+++ PASSAGE

# Holland Lop kits, 1 tiny 1 HUGE



## DuckyLou (May 20, 2016)

My holland lop for had her kits this morning, they actually lived!! Yay! She had them in the nesting box and pulled fur... The whole nine yards.... But she only had 2 and one is the size of my pinky finger and the other is pretty darn big!! I thought I might have a peanut, but I've never had a peanut before so I really don't know. It looks healthy and in proportion but wanted to get some experienced bunny people's opinion... Have you ever had this happen and if so did the tiny kit survive? Does it look like a peanut?  This is her second litter.


----------



## Bunnylady (May 20, 2016)

The shape of that head does look like a peanut to me; you'll know for sure within a couple of days. Peanuts don't grow, and almost always die by day 3.


----------



## DuckyLou (May 20, 2016)

Ok good to know.  So will the bigger one be ok by itself when or if the little one dies?


----------



## Bunnylady (May 20, 2016)

That's a little hard to say. I have had a few babies that grew up solo just fine, but there are a lot of ways that it can go wrong. One baby has a hard time staying warm enough, though summertime is about as good a chance as one can get. Sometimes single babies grow too fast, and wind up with deformed bones or digestive problems as a result.


----------



## DuckyLou (May 20, 2016)

I have a litter of 4 lionhead kits that are a week old, should I try putting  one of them with it? They are doing really good so I don't want to mess anything up. Or should I put it in with the lionheads? I feel bad taking the holland lops babies away from her because she is being so protective over them... Agghh I feel stressed lol


----------



## sadieml (Jul 25, 2016)

I'm not a bunny raiser, so can you tell me, exactly what is a "peanut"?


----------



## Bunnylady (Jul 25, 2016)

A lot of the smaller breeds use the dwarfing gene to get the compact animal described in the breed standard. Unfortunately, the dwarfing gene is a lethal gene, which means that any animal that inherits it from both parents will die, generally within three days of birth. You can usually spot these "double dwarfs"  by their smaller size and underdeveloped back ends; their heads typically look a bit odd, too. Because they are so tiny, a lot of breeders call them peanuts. .


----------



## sadieml (Jul 25, 2016)

Thanks @Bunnylady .  I try to learn something new every day.  This little fact will do nicely!


----------

++++++
+++ GIVEN INFORMATION

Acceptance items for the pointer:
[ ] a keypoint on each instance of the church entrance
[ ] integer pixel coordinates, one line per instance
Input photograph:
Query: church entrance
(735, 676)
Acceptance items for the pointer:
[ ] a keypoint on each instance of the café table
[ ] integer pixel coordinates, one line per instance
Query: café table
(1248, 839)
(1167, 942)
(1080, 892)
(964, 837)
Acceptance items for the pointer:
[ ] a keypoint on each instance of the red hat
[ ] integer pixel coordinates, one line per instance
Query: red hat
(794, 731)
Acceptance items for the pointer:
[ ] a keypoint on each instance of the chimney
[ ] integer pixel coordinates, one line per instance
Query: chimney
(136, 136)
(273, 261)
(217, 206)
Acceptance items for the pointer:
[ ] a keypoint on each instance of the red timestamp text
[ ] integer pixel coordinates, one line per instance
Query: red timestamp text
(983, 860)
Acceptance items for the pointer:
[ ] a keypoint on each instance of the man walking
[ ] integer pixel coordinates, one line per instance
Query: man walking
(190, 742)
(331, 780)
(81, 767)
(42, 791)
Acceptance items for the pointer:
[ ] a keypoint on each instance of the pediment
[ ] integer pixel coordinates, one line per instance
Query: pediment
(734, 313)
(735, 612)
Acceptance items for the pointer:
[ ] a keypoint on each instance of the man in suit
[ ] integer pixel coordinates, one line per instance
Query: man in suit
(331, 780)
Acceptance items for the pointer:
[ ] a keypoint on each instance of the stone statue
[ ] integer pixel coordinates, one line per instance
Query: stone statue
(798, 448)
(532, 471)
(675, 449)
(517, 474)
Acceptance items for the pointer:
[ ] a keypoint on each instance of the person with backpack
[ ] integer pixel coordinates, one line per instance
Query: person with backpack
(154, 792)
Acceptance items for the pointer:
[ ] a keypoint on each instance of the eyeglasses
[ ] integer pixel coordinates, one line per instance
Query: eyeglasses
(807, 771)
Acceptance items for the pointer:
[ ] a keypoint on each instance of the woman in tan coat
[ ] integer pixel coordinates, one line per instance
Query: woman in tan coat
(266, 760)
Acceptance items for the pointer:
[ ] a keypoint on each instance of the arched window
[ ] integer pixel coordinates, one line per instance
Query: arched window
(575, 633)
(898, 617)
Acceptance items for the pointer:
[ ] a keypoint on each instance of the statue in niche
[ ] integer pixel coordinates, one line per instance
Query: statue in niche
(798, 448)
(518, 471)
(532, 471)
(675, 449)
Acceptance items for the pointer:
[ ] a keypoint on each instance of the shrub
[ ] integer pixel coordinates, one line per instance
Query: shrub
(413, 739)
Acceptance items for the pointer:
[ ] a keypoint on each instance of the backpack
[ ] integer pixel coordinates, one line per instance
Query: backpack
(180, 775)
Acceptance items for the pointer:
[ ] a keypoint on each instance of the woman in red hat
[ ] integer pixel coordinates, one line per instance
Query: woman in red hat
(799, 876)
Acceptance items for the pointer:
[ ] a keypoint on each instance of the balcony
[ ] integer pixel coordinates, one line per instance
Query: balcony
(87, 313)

++++++

YOUR OBJECTIVE: Rewrite the part of the thread starting at "My holland lop" and ending at "die by day 3.", renaming "nesting box" to "nest box". Rely only on the thread, not the data.

RESULT FOR THIS EXERCISE:
My holland lop for had her kits this morning, they actually lived!! Yay! She had them in the nest box and pulled fur... The whole nine yards.... But she only had 2 and one is the size of my pinky finger and the other is pretty darn big!! I thought I might have a peanut, but I've never had a peanut before so I really don't know. It looks healthy and in proportion but wanted to get some experienced bunny people's opinion... Have you ever had this happen and if so did the tiny kit survive? Does it look like a peanut?  This is her second litter.


----------



## Bunnylady (May 20, 2016)

The shape of that head does look like a peanut to me; you'll know for sure within a couple of days. Peanuts don't grow, and almost always die by day 3.